- Your goal -
Stop after the line that contains "TARGET = teeth"; until then, restate each line of the entries word for word from the very first.

- Dataset items -
[Start of section]

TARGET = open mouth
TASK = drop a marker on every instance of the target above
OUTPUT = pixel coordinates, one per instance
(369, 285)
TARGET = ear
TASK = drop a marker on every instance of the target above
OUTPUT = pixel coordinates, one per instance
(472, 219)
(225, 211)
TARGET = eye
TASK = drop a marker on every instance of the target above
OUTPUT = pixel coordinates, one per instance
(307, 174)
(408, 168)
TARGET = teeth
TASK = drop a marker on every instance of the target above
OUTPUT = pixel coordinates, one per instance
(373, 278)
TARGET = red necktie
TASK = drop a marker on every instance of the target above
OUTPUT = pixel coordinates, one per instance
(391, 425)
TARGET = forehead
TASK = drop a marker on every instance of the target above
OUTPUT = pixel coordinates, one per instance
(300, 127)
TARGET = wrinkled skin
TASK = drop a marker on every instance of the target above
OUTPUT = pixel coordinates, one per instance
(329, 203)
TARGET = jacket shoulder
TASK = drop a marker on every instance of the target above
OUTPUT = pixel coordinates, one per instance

[End of section]

- Exercise result -
TARGET = open mouth
TASK = drop a marker on every instance of the target above
OUTPUT = pixel coordinates, one per instance
(369, 285)
TARGET = ear
TASK = drop a marker on every instance of the target above
OUTPUT = pixel coordinates, one per instance
(472, 219)
(225, 211)
TARGET = eye
TASK = drop a marker on every instance of the target above
OUTPUT = pixel coordinates, one per instance
(307, 174)
(408, 168)
TARGET = teeth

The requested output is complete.